'''

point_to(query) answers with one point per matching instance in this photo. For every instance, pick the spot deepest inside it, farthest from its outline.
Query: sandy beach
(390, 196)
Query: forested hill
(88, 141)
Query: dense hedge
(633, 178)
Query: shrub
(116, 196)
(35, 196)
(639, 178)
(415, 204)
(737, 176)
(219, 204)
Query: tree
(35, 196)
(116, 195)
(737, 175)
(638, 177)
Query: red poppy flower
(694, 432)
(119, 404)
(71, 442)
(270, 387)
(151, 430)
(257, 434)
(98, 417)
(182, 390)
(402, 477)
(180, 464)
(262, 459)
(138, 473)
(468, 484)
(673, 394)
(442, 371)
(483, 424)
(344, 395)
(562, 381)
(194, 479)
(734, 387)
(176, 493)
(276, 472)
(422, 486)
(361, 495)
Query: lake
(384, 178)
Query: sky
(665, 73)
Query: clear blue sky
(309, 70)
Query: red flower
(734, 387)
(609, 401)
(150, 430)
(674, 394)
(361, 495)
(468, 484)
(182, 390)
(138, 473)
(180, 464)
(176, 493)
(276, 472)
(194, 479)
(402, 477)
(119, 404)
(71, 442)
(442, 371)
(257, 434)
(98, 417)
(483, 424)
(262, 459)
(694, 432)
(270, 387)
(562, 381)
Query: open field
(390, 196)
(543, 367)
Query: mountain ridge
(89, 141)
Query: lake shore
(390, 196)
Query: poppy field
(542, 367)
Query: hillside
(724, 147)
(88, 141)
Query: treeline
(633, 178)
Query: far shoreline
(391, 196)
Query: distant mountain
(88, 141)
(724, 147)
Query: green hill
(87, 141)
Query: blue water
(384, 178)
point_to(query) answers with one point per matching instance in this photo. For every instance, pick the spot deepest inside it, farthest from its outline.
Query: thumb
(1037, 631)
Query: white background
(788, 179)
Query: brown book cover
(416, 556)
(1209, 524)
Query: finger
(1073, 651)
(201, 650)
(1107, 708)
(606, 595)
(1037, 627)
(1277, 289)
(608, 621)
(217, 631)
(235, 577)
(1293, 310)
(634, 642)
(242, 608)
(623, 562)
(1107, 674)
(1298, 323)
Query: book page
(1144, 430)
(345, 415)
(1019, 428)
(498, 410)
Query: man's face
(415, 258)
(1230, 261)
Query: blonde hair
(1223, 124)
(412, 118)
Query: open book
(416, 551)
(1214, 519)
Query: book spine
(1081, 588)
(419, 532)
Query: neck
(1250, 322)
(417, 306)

'''

DIRECTIONS FOR THIS TASK = Retype every line of the listing exactly as it appears.

PROBLEM SOLUTION =
point_to(query) answers with one point per matching instance in this photo. For every instance, pick the spot deepest inside it, farthest from its outline.
Query: sandy beach
(390, 196)
Query: forested hill
(88, 141)
Query: dense hedge
(633, 178)
Query: shrub
(116, 196)
(35, 196)
(639, 178)
(415, 204)
(737, 176)
(219, 204)
Query: tree
(35, 196)
(116, 195)
(737, 175)
(638, 177)
Query: red poppy flower
(694, 432)
(119, 404)
(71, 442)
(270, 387)
(151, 430)
(257, 434)
(98, 417)
(182, 390)
(402, 477)
(180, 464)
(262, 459)
(138, 473)
(468, 484)
(673, 394)
(442, 371)
(483, 424)
(344, 395)
(562, 381)
(194, 479)
(734, 387)
(176, 493)
(276, 472)
(422, 486)
(361, 495)
Query: lake
(384, 178)
Query: sky
(665, 73)
Query: clear blue sky
(309, 70)
Query: red flower
(734, 387)
(609, 401)
(150, 430)
(674, 394)
(361, 495)
(468, 484)
(182, 390)
(138, 473)
(180, 464)
(176, 493)
(276, 472)
(194, 479)
(402, 477)
(119, 404)
(71, 442)
(442, 371)
(257, 434)
(98, 417)
(483, 424)
(262, 459)
(694, 432)
(270, 387)
(562, 381)
Query: open field
(390, 196)
(543, 367)
Query: mountain ridge
(89, 141)
Query: lake shore
(390, 196)
Query: poppy field
(542, 367)
Query: hillside
(724, 147)
(88, 141)
Query: treeline
(633, 178)
Query: far shoreline
(391, 196)
Query: distant mountain
(88, 141)
(724, 147)
Query: green hill
(87, 141)
Query: blue water
(384, 178)
point_to(query) answers with one point per matching instance in this photo. For every instance, pick the spot deepest inside it, farthest from its outline.
Query: thumb
(1037, 631)
Query: white background
(788, 179)
Query: brown book cover
(416, 556)
(1209, 524)
Query: finger
(1073, 651)
(201, 650)
(1107, 708)
(606, 595)
(1037, 627)
(1277, 289)
(608, 621)
(217, 631)
(235, 577)
(1293, 310)
(634, 642)
(242, 608)
(623, 562)
(1107, 674)
(1298, 323)
Query: book page
(1144, 430)
(345, 415)
(1019, 428)
(498, 410)
Query: man's face
(415, 258)
(1230, 261)
Query: blonde hair
(1223, 124)
(412, 118)
Query: open book
(416, 551)
(1214, 519)
Query: book spine
(1081, 588)
(419, 532)
Query: neck
(1250, 322)
(417, 306)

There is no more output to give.